Work instructions |
In the records below, find the line that contains "# provide a point for each instance of the grandstand, formatted" and the line that contains "# provide a point for each instance of the formula". Set down exactly those lines and every line between them, and nothing more.

Records from a data source |
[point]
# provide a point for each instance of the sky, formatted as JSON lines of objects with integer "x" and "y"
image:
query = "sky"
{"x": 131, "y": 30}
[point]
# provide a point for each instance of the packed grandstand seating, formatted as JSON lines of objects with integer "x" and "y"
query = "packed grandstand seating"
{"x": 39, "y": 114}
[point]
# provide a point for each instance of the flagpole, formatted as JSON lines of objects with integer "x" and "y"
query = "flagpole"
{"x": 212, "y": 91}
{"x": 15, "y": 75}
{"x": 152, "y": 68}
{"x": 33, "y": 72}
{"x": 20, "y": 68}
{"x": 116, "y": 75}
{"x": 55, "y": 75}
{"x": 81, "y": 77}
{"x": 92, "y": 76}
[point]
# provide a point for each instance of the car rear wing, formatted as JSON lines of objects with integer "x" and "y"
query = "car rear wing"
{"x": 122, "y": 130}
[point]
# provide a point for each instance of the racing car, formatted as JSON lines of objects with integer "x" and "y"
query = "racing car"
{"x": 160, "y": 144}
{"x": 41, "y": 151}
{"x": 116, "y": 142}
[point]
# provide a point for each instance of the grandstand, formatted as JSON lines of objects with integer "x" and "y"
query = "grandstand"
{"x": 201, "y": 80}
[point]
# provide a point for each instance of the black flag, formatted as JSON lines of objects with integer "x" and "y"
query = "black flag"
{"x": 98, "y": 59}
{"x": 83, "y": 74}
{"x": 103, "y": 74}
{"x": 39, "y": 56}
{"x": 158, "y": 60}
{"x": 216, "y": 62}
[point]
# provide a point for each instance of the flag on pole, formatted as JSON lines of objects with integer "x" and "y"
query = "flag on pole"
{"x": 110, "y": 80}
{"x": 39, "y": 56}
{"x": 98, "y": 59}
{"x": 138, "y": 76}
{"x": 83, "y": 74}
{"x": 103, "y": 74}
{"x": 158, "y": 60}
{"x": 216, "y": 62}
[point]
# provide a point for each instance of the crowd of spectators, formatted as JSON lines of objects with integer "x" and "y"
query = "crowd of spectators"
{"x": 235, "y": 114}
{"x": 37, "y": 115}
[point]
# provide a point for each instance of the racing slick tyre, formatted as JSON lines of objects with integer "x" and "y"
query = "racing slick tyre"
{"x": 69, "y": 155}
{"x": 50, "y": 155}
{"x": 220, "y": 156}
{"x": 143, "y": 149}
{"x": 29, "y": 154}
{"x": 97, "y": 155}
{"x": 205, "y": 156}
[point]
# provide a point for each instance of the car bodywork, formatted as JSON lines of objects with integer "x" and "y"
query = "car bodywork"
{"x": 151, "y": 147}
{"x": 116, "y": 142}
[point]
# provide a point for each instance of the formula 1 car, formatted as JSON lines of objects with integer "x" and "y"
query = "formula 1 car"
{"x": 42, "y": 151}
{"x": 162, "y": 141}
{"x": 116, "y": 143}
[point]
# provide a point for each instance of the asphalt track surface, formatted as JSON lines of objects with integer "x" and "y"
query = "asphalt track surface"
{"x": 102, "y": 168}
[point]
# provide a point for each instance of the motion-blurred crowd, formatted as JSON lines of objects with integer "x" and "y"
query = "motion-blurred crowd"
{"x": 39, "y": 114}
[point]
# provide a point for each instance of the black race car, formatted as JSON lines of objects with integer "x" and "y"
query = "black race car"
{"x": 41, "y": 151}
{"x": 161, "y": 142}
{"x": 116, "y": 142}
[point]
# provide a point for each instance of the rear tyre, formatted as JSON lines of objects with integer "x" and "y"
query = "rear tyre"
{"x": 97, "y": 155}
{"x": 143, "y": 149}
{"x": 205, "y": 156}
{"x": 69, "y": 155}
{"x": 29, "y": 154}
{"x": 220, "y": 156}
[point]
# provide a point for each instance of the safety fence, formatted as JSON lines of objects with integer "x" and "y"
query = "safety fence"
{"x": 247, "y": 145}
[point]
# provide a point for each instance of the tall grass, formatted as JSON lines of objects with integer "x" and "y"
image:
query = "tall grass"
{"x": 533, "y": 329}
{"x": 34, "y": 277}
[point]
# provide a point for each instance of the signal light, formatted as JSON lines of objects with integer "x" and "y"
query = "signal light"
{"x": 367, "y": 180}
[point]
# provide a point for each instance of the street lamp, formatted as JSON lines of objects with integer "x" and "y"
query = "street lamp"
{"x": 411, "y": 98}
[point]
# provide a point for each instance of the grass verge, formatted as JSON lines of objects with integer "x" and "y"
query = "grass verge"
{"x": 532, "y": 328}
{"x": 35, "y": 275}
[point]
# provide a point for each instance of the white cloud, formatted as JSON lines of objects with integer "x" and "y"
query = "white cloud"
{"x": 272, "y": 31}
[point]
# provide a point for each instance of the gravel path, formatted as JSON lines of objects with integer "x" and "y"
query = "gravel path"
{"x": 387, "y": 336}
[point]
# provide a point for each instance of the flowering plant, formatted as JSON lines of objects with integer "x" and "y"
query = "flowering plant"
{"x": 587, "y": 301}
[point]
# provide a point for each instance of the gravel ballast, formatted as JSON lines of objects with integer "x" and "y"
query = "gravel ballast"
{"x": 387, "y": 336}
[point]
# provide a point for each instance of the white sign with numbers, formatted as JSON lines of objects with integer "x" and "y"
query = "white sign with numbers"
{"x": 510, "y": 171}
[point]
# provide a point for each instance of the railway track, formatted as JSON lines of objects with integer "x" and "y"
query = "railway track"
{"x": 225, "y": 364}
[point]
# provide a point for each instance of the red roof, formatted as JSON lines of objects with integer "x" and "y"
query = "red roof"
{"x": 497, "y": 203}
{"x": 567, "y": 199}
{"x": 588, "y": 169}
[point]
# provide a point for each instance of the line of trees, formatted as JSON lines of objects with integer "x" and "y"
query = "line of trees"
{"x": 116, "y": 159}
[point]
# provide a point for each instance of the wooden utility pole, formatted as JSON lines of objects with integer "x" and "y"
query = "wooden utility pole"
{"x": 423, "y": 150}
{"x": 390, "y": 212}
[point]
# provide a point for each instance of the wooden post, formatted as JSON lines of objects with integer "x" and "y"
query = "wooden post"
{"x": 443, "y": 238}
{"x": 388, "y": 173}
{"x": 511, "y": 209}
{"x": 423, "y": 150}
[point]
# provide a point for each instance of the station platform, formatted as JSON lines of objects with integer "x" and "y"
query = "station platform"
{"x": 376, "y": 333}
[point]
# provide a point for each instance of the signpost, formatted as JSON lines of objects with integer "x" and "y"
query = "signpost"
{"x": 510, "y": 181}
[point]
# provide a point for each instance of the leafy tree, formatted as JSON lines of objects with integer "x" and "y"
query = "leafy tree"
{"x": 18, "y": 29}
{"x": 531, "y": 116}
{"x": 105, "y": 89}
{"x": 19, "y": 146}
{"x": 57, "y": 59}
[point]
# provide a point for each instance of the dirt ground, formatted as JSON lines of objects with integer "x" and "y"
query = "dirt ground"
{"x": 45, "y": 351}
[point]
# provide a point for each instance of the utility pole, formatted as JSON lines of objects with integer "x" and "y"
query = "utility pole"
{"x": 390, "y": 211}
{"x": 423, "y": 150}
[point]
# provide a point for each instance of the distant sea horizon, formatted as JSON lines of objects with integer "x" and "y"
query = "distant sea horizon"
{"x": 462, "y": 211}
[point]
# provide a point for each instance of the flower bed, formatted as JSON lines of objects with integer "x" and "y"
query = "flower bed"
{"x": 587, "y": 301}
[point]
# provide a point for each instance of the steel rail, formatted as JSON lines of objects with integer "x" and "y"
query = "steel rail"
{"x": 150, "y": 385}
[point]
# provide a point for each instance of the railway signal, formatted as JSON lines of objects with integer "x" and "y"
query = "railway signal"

Your solution |
# provide a point for each instance of the grandstand, formatted as JSON lines of objects with integer "x" and "y"
query = "grandstand"
{"x": 201, "y": 80}
[point]
# provide a point for each instance of the black flag, formatted as JSON lines of objects with integer "x" and "y"
query = "black flag"
{"x": 98, "y": 59}
{"x": 83, "y": 74}
{"x": 103, "y": 74}
{"x": 39, "y": 56}
{"x": 158, "y": 60}
{"x": 216, "y": 62}
[point]
# provide a point for each instance of the flag on pole, formatted as JSON lines of objects with integer "x" and "y"
query = "flag on pole"
{"x": 110, "y": 80}
{"x": 39, "y": 56}
{"x": 98, "y": 59}
{"x": 138, "y": 76}
{"x": 83, "y": 74}
{"x": 103, "y": 74}
{"x": 158, "y": 60}
{"x": 216, "y": 62}
[point]
# provide a point for each instance of the crowd of spectators, formatted as JSON lines of objects with integer "x" and "y"
query = "crowd of spectators"
{"x": 235, "y": 114}
{"x": 37, "y": 115}
[point]
# provide a point for each instance of the racing slick tyre, formatted as JSON lines of objects with integer "x" and "y"
query = "racing slick tyre"
{"x": 69, "y": 155}
{"x": 50, "y": 155}
{"x": 220, "y": 156}
{"x": 143, "y": 149}
{"x": 29, "y": 154}
{"x": 97, "y": 155}
{"x": 205, "y": 156}
[point]
# provide a point for each instance of the car bodywork, formatted as JSON lines of objects with integer "x" and "y"
query = "car bodywork"
{"x": 151, "y": 147}
{"x": 116, "y": 142}
[point]
# provide a point for each instance of the formula 1 car, formatted as JSON lines of objects with integer "x" and "y"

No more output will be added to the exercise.